** Required work **
Provide the number of lines in the material containing the word "fern", with nothing added.

Segment Start: Provided material

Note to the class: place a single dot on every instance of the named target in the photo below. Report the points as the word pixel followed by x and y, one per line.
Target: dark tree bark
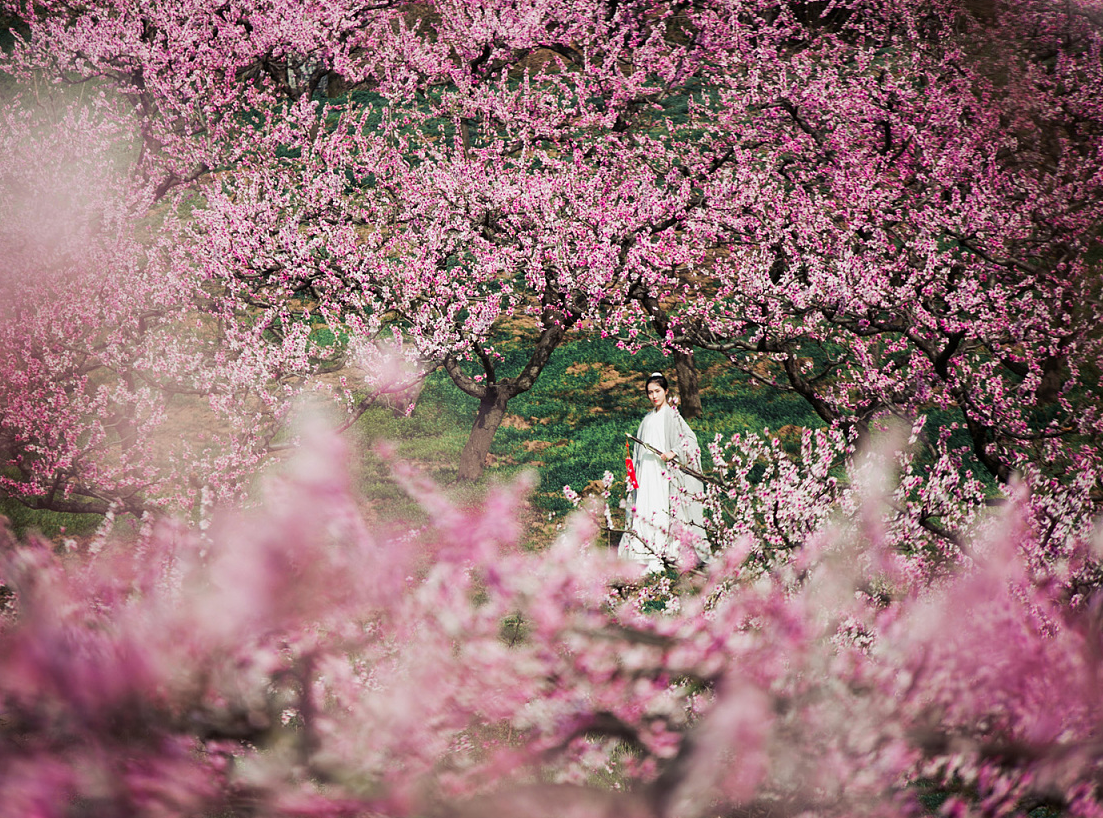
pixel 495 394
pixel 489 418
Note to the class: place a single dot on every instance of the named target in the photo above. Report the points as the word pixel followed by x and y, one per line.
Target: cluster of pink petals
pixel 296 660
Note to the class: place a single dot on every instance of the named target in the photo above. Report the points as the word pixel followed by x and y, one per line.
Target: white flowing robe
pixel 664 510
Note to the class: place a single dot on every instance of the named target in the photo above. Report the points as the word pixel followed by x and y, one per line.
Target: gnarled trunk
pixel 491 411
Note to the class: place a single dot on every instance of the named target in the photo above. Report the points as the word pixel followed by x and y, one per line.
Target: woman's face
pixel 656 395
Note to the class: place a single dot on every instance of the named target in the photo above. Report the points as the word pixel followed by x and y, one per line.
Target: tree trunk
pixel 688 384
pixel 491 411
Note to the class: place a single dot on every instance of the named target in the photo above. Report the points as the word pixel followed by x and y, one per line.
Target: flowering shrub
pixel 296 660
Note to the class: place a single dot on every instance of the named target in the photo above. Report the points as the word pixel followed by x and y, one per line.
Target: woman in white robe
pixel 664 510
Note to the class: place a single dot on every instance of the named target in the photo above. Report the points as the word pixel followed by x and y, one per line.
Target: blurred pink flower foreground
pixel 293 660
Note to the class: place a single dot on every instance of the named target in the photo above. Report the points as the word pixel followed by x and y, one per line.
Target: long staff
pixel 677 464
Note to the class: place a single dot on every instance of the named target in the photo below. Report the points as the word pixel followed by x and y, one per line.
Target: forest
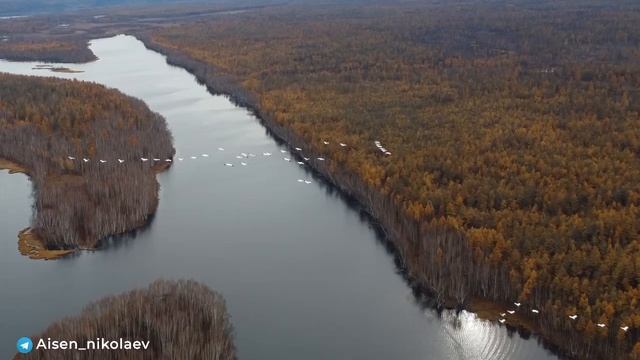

Segment End: Provided material
Segment Start: Provided material

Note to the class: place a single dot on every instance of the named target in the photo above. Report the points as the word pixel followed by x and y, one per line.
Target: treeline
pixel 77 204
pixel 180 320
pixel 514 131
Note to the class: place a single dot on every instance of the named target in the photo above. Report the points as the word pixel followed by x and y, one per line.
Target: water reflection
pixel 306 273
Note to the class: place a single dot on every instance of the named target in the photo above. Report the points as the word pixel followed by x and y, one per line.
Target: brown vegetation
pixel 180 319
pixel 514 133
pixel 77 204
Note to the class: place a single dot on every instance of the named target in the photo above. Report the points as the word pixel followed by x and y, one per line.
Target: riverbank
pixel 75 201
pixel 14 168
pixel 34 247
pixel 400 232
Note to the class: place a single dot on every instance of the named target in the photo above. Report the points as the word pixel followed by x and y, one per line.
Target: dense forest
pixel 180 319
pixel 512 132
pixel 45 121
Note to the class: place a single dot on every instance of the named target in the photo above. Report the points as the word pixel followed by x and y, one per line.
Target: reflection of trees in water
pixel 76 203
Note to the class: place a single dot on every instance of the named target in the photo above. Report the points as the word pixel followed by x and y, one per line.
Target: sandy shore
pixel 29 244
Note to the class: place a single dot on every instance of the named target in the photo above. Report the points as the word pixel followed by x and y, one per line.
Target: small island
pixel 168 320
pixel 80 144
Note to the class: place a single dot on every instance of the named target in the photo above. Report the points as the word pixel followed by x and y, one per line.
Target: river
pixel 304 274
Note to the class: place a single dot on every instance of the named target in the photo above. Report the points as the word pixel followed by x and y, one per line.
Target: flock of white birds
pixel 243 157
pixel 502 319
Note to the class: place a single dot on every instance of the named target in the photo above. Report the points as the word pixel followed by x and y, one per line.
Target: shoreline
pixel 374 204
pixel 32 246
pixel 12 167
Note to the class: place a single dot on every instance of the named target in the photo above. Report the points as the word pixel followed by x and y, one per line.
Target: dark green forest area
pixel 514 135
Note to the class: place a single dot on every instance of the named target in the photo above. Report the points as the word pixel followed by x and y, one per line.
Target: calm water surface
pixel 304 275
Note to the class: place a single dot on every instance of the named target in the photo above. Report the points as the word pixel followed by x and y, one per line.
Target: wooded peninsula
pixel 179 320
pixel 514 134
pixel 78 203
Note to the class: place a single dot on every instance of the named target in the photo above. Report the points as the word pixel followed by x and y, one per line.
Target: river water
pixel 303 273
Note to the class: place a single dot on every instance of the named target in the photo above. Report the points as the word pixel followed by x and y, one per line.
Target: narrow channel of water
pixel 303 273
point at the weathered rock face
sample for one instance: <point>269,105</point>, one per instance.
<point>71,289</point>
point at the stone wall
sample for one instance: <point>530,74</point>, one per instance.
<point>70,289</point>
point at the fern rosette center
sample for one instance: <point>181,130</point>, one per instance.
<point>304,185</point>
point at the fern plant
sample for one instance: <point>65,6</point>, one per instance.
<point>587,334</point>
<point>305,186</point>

Segment End: Provided material

** Solved exercise **
2